### WHAT IS EXPECTED
In the records below, count every line that includes the word "flowers". Provide the total alone.

### PROVIDED RECORDS

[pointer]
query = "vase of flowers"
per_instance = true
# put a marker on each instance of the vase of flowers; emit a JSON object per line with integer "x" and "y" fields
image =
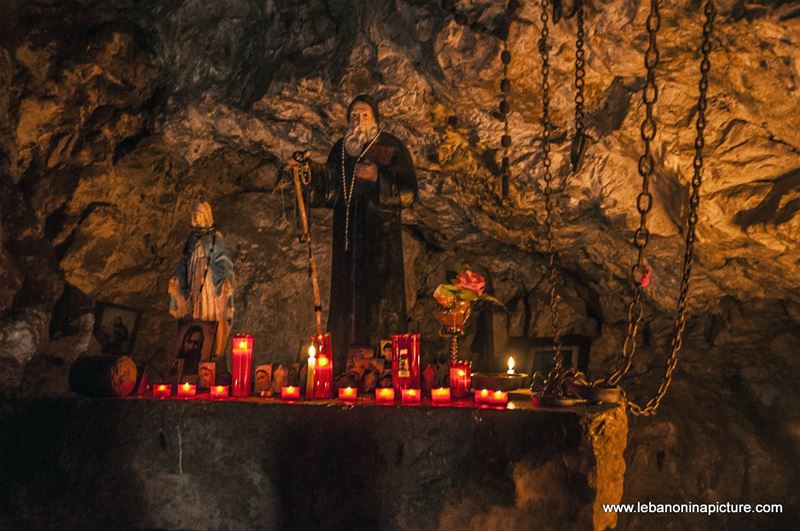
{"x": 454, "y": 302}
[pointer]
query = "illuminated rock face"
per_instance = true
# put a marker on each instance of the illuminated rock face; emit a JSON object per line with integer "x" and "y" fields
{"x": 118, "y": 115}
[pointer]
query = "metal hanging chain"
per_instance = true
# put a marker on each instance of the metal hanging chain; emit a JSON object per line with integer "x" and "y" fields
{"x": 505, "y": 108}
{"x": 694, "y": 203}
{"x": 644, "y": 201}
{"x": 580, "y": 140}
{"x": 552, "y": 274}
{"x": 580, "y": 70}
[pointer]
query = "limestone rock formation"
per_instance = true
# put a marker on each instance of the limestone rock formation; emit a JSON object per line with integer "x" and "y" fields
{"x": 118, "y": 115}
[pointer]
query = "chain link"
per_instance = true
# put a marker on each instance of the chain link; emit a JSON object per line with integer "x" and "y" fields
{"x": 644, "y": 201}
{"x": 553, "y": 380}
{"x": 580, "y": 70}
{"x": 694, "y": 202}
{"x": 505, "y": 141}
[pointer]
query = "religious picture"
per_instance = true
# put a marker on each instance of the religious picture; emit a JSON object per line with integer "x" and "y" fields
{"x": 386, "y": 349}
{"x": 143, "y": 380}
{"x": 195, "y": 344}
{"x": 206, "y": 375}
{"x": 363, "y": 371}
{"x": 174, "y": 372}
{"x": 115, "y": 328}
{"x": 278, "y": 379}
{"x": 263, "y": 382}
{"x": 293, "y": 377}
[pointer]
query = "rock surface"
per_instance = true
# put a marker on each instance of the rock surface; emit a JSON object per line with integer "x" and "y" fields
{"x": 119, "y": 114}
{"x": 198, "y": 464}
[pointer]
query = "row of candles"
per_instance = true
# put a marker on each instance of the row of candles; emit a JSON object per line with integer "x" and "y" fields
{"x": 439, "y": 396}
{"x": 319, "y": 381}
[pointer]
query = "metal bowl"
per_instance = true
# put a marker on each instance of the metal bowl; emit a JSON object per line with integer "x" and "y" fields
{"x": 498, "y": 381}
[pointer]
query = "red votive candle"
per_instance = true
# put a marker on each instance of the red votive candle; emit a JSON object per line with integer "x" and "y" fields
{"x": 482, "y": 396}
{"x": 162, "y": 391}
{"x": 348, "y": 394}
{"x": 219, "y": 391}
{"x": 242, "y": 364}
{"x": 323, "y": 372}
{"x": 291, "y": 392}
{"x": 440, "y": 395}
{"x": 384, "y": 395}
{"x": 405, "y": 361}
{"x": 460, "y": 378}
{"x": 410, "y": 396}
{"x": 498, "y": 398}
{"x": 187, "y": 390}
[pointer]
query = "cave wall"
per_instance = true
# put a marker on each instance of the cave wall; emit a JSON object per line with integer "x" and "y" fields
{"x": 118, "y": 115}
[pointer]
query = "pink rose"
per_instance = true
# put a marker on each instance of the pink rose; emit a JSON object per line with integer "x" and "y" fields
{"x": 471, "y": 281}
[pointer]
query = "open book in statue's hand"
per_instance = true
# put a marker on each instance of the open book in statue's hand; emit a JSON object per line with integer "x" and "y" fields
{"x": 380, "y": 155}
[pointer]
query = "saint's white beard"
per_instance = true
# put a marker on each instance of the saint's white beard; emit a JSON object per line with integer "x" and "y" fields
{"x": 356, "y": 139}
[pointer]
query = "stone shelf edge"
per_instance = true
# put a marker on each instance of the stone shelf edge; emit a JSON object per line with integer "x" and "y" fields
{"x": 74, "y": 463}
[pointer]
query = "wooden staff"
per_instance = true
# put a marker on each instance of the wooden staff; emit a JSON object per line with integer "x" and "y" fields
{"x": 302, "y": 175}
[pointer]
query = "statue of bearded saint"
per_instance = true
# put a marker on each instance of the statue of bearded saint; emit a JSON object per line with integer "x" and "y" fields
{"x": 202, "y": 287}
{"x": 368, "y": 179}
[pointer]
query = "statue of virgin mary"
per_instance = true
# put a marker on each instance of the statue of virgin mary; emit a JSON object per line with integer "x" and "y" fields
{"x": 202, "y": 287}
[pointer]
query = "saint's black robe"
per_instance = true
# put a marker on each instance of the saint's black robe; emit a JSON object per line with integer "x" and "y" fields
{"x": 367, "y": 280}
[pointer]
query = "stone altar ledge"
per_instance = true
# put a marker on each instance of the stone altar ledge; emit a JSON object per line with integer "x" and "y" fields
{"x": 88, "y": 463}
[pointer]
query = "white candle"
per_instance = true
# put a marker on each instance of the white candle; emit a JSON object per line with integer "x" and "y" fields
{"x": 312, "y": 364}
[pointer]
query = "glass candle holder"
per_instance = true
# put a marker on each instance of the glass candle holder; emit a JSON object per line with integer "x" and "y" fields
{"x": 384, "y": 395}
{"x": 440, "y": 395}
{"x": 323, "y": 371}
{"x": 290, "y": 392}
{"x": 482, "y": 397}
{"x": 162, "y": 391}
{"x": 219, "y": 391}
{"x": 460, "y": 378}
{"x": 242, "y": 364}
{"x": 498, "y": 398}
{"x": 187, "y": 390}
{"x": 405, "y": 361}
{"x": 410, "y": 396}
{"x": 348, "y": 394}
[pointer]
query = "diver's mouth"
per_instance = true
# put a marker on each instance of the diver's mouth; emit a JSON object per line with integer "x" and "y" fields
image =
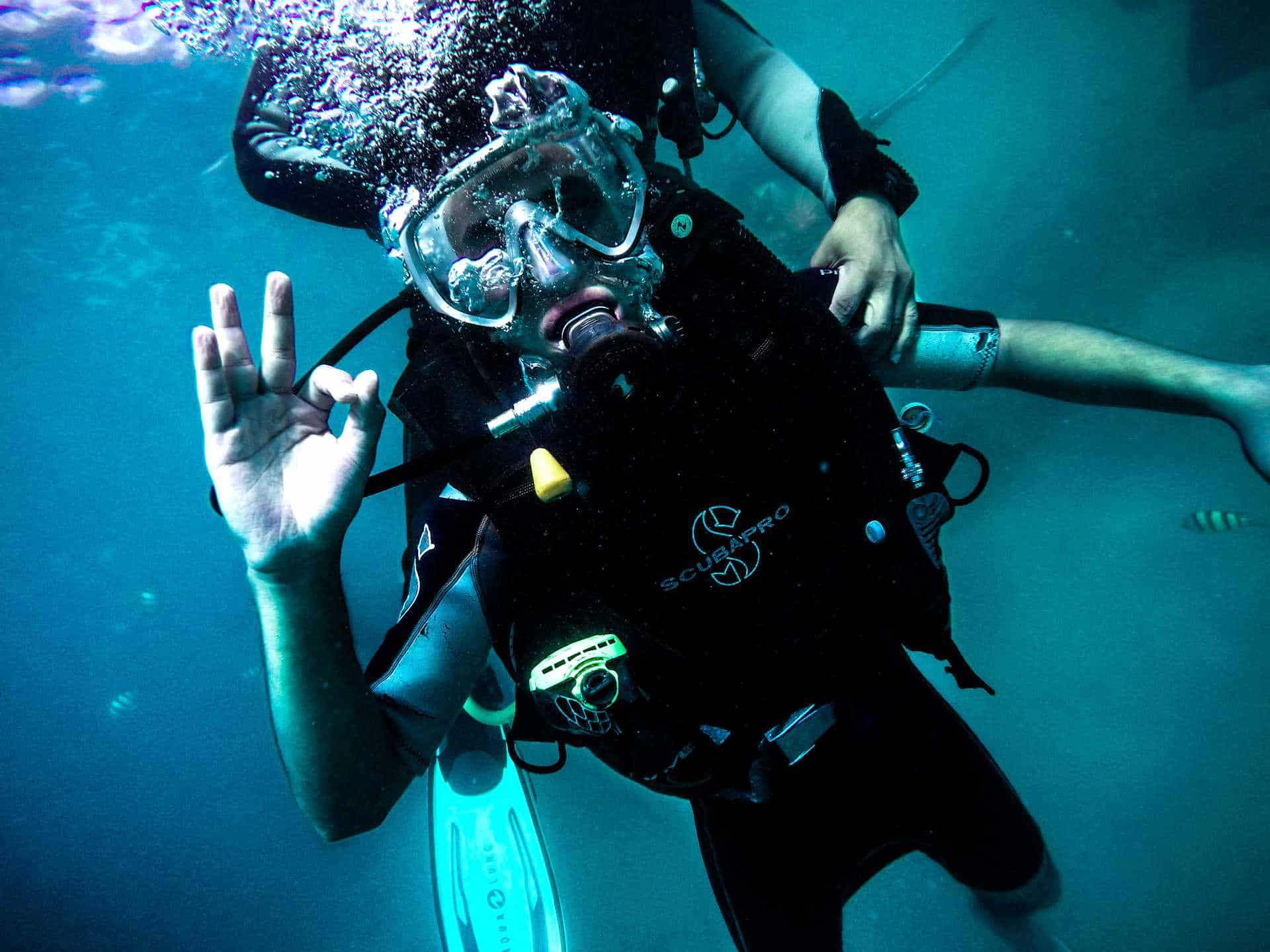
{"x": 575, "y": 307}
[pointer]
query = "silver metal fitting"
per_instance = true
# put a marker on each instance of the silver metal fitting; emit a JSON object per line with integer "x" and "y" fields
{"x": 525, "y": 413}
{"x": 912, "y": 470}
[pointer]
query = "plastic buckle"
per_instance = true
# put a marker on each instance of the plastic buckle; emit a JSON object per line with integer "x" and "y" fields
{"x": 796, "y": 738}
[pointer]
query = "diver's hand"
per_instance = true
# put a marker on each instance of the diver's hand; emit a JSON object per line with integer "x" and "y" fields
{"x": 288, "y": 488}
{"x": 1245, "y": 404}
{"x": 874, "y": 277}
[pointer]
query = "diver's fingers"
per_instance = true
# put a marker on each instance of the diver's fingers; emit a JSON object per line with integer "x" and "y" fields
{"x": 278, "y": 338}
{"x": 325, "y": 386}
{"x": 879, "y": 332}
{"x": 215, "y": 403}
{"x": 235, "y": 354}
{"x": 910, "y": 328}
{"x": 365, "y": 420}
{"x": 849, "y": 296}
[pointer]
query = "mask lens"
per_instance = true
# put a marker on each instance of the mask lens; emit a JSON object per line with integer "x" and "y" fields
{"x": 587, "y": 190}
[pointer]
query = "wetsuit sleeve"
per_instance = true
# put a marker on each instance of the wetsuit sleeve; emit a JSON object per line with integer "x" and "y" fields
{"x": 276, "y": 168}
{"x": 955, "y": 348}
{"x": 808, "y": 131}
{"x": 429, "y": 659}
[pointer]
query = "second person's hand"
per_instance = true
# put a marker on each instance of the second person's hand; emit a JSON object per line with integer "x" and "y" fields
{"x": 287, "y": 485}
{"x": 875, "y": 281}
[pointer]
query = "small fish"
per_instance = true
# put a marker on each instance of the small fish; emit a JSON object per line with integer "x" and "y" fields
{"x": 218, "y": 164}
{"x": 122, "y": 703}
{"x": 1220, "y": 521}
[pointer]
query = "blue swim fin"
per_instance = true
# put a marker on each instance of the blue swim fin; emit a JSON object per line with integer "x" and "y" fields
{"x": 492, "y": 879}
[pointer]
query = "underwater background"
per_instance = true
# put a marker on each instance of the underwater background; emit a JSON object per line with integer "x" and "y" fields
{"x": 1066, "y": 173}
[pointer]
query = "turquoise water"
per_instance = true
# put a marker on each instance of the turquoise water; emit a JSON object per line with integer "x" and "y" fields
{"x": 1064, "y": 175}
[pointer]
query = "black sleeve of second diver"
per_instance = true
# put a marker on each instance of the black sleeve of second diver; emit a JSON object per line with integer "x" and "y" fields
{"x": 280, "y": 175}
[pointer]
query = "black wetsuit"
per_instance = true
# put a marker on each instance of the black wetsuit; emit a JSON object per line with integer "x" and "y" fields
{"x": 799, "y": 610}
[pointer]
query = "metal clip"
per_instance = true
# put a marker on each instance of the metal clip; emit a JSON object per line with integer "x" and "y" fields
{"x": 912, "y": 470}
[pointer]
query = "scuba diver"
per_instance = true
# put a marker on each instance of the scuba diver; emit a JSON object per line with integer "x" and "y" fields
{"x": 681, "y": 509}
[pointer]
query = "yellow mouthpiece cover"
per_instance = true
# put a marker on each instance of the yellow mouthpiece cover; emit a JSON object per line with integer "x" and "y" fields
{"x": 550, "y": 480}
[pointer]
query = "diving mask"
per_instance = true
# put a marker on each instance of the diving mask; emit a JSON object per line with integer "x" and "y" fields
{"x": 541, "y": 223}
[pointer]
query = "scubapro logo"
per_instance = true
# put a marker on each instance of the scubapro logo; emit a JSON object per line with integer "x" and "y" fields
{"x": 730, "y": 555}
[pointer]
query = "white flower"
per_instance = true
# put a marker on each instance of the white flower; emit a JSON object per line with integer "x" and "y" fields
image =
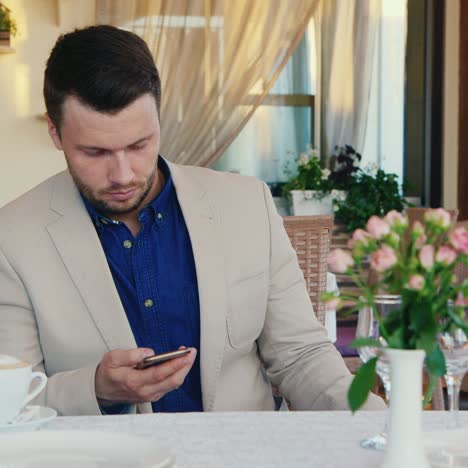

### TASK SOLUTION
2